◆ ENTRIES SHOWN:

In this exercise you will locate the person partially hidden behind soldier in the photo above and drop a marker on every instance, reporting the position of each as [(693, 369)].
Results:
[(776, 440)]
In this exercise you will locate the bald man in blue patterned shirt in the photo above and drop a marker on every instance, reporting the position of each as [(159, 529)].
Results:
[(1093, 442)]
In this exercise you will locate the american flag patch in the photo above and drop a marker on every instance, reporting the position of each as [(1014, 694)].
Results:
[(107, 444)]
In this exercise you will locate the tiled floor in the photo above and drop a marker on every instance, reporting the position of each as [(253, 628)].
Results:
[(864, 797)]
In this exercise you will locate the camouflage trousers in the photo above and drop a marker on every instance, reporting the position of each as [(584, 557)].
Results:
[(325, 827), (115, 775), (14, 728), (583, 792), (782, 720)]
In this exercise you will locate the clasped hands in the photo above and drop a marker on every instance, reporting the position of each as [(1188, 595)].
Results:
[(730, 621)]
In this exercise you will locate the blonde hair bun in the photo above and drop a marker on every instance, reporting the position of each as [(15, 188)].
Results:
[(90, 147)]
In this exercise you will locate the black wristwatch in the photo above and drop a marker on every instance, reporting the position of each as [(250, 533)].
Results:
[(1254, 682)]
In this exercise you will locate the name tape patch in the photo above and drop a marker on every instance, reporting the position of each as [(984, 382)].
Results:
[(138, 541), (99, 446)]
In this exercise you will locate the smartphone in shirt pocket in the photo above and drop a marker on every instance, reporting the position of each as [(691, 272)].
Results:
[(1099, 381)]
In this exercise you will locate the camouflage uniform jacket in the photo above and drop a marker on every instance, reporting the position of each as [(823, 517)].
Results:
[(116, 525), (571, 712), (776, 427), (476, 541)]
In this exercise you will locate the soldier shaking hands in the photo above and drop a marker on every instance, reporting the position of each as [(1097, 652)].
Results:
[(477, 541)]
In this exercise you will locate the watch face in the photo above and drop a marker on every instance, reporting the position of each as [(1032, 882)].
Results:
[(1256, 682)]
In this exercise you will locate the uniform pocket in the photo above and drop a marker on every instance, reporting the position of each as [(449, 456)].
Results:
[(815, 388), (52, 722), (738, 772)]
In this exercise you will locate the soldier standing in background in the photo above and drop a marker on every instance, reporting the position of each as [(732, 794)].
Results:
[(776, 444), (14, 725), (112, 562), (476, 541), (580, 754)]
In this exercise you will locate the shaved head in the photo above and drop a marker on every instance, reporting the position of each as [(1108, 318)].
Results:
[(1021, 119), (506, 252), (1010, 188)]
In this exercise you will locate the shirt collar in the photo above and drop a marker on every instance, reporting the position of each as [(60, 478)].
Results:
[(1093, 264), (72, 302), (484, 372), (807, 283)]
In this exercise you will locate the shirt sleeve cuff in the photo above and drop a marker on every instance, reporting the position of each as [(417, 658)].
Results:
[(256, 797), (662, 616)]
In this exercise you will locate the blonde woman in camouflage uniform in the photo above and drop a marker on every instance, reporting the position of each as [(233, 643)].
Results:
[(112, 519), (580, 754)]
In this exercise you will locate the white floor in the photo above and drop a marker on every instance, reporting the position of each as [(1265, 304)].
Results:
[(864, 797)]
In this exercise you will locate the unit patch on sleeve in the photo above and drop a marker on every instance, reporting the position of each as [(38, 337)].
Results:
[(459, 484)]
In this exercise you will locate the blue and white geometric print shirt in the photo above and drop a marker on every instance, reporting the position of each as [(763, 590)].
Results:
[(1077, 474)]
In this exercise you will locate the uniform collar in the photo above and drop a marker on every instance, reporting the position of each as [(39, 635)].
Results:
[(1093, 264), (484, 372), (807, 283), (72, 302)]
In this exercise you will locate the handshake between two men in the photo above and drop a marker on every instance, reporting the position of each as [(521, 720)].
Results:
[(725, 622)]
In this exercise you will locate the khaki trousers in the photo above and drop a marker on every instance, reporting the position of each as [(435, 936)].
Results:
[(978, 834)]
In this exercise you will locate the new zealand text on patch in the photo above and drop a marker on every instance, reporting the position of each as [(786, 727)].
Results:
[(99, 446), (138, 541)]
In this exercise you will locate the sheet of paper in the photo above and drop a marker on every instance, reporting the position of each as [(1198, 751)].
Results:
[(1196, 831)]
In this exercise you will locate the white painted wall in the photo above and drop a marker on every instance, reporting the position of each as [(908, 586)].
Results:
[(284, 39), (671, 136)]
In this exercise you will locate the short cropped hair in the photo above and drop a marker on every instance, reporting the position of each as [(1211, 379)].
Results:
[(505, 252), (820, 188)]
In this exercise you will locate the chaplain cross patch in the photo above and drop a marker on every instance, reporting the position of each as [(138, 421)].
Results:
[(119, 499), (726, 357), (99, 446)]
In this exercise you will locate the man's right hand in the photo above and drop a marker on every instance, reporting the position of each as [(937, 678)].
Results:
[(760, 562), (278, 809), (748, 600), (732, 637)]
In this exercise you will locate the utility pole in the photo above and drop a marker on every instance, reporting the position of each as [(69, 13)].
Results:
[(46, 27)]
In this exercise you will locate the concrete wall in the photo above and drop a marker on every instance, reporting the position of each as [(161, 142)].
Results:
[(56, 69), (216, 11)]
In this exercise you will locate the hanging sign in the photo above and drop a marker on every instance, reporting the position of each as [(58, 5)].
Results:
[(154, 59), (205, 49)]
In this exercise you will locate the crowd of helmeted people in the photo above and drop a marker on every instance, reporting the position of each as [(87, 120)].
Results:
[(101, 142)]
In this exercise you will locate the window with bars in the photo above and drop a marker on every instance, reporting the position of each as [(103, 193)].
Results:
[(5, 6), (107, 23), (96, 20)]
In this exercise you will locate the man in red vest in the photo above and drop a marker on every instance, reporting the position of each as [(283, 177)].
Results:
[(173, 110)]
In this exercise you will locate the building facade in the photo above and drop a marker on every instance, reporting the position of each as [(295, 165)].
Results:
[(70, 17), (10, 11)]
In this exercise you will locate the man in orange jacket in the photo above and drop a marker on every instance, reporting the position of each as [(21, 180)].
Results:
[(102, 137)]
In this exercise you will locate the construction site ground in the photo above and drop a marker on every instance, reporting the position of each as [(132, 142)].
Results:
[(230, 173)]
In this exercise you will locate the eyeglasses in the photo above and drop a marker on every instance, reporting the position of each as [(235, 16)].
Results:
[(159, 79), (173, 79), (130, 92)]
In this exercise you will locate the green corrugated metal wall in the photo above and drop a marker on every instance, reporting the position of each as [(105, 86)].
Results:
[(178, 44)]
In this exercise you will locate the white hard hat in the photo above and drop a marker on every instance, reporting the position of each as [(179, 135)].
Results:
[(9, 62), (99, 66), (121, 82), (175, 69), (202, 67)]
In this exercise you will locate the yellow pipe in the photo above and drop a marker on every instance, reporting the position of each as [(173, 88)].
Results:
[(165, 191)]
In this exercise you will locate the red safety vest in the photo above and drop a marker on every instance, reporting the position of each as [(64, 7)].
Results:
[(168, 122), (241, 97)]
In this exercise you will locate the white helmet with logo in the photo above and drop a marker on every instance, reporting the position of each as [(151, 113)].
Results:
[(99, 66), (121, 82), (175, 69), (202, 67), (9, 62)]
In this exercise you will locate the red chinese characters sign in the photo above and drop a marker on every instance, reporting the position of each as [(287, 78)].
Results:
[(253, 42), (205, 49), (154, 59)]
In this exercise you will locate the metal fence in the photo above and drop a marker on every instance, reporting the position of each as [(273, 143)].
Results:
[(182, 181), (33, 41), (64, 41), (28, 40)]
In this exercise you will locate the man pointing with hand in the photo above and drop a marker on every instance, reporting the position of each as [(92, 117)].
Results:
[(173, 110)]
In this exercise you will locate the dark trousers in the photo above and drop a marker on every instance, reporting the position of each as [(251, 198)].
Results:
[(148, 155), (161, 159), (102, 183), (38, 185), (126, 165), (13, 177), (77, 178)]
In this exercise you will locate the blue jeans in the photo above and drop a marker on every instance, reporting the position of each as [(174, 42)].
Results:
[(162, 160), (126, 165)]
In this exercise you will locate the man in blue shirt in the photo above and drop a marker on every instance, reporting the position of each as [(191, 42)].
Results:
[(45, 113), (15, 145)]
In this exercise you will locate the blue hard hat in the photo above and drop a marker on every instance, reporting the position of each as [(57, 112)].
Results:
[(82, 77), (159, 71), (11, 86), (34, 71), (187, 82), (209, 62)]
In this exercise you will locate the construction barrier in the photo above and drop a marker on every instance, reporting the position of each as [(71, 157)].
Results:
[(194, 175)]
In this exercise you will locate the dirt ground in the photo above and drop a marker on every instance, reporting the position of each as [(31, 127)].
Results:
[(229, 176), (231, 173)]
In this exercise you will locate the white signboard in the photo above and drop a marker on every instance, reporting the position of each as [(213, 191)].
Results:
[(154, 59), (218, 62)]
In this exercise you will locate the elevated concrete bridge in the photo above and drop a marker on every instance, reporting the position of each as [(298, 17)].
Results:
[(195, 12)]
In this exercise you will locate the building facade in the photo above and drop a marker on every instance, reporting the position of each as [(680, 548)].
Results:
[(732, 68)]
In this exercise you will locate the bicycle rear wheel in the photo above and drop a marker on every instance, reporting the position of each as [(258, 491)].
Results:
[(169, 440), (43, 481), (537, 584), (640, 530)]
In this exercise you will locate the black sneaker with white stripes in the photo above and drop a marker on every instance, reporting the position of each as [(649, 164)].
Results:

◆ WORK REQUIRED: Rewrite the data from its first line down to the line containing "[(776, 440)]", replacing "soldier" with "officer" and changing nothing else.

◆ EXERCISE SOLUTION:
In this exercise you will locate the person partially hidden behind officer in the photo above and drop a marker on every instance, reporting the position of each as [(693, 369)].
Results:
[(776, 440)]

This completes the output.